QUESTIONS |
[1] List every factor the blog post on memories names as having led the writer to shameful places, to compromise, or to downfall.
[2] In the blog post on memories, what does the writer say most of the regrets involve?
[3] Continue the blog post on memories, picking up after its final sentence.

GIVEN PASSAGE |
[Start of section]

Thursday, April 06, 2006

Memories

It's entirely possible that my mind is in over drive.
Out of no where, while I'm driving down the road, or doing some mundane chore, a memory will suddenly intrude upon me.
A memory that I've tried to forget, that I wish had never happened.
It's awful when the incredibly stupid and terrible things I've done in my life come back to haunt me.
Most of my regrets involve men.
I desperately wish I'd been not only much more conservative but chaste as well in my youth.
Loneliness has lead me to shameful places.
A desire to be wanted and loved lead me to compromise what I hold most dear to me, my self respect.
Impatience with life and a constant need to be seeking. Seeking a way to fill my time and empty heart were my downfall.

[End of section]

DATA SHOWN |
[Start of section]

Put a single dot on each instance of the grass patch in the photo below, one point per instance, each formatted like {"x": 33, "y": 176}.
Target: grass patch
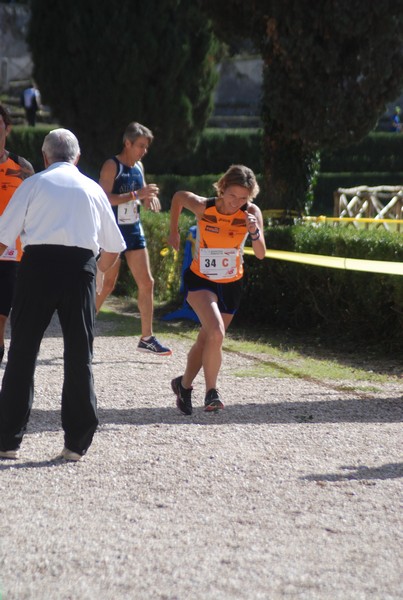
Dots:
{"x": 273, "y": 353}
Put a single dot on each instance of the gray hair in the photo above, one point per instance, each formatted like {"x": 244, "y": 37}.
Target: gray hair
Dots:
{"x": 61, "y": 145}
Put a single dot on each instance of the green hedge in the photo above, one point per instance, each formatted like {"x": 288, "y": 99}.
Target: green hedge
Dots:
{"x": 365, "y": 307}
{"x": 377, "y": 152}
{"x": 377, "y": 160}
{"x": 218, "y": 148}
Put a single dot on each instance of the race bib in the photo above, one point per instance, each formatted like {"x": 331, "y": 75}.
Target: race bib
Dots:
{"x": 128, "y": 213}
{"x": 218, "y": 263}
{"x": 10, "y": 253}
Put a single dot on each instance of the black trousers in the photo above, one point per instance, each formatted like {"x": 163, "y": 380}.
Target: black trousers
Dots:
{"x": 52, "y": 278}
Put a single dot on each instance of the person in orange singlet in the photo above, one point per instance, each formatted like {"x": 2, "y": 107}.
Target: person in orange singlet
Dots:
{"x": 13, "y": 170}
{"x": 214, "y": 278}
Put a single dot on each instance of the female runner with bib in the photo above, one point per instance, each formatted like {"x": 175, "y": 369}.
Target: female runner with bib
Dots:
{"x": 214, "y": 278}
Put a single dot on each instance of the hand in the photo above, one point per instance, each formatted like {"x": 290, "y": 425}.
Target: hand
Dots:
{"x": 149, "y": 197}
{"x": 251, "y": 222}
{"x": 99, "y": 281}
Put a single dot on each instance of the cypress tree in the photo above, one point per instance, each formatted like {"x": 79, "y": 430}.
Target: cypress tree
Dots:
{"x": 100, "y": 65}
{"x": 329, "y": 69}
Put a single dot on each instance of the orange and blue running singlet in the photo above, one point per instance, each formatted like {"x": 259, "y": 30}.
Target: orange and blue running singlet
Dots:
{"x": 10, "y": 178}
{"x": 218, "y": 253}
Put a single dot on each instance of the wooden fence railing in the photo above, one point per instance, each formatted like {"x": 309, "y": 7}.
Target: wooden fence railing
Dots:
{"x": 382, "y": 202}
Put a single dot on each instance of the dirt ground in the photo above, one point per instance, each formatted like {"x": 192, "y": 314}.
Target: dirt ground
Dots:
{"x": 293, "y": 491}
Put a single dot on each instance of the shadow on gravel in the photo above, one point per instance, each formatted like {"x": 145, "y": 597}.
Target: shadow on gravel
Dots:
{"x": 388, "y": 471}
{"x": 352, "y": 410}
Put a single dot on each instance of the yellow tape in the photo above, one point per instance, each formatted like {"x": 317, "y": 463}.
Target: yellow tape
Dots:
{"x": 375, "y": 221}
{"x": 335, "y": 262}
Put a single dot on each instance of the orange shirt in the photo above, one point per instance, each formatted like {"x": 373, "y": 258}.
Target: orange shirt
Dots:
{"x": 218, "y": 253}
{"x": 10, "y": 179}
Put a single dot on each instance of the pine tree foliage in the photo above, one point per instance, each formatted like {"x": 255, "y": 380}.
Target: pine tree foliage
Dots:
{"x": 100, "y": 65}
{"x": 330, "y": 67}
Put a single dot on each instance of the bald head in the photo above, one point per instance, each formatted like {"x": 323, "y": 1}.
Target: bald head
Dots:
{"x": 60, "y": 145}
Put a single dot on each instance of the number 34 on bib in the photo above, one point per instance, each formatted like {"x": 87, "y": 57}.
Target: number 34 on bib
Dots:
{"x": 218, "y": 263}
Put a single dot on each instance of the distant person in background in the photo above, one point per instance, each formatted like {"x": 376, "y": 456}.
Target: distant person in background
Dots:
{"x": 31, "y": 102}
{"x": 396, "y": 121}
{"x": 13, "y": 170}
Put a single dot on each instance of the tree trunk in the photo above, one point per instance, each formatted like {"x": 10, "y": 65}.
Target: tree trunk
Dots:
{"x": 288, "y": 170}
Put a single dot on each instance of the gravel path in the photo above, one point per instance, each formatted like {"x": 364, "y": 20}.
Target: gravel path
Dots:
{"x": 293, "y": 491}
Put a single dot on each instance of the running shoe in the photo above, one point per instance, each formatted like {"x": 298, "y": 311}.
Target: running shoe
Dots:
{"x": 183, "y": 396}
{"x": 69, "y": 455}
{"x": 212, "y": 401}
{"x": 152, "y": 345}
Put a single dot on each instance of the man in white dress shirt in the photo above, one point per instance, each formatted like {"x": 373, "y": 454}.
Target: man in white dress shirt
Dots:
{"x": 64, "y": 219}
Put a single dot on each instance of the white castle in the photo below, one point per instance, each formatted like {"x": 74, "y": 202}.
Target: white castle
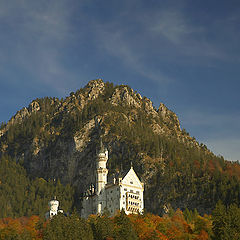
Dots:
{"x": 124, "y": 192}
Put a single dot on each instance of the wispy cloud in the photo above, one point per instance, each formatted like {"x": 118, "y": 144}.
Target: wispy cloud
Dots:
{"x": 219, "y": 131}
{"x": 35, "y": 36}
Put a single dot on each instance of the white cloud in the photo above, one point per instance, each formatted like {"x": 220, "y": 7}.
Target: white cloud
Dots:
{"x": 36, "y": 34}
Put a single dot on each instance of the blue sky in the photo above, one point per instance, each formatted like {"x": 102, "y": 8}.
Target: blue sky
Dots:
{"x": 185, "y": 54}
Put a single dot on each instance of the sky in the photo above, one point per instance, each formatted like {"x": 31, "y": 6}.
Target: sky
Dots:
{"x": 185, "y": 54}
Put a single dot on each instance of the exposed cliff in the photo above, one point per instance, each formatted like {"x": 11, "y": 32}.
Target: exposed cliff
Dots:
{"x": 55, "y": 138}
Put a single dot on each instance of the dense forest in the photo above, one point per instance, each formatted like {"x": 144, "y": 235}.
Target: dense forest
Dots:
{"x": 224, "y": 224}
{"x": 48, "y": 149}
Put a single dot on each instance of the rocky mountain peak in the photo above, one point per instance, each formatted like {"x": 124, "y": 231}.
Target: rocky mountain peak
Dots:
{"x": 94, "y": 88}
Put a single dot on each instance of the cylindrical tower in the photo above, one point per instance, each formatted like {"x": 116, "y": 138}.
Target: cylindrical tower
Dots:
{"x": 102, "y": 171}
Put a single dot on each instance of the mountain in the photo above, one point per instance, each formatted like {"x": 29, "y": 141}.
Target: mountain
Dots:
{"x": 57, "y": 139}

[End of section]

ACTIVITY ANSWERS |
[1]
- Loneliness
- A desire to be wanted and loved
- Impatience with life
- A constant need to be seeking a way to fill time and an empty heart

[2] Most of the writer's regrets involve men.

[3]
I remember what started it all for me. When my ex-husband showed up to sign divorce papers with hickeys on his neck. I'd been lonely and miserable. He'd been out forgetting me. I decided right then that if he could do such things so could I. I began to medicate my wounds with men. Someone to make me feel desirable. To make me forget my pain.
It took many heartaches and mistakes for me to understand that no amount of healing would ever come from a man. I came to understand that before I could find happiness with someone else, I had to find peace within first. It's so cliche, but so undeniably true. I've found my peace and my happiness.
The problem is that I'm still haunted by stinging regret and embarrassment.

1 Comments:

Blogger Sarah said...

That's advice I really need to take.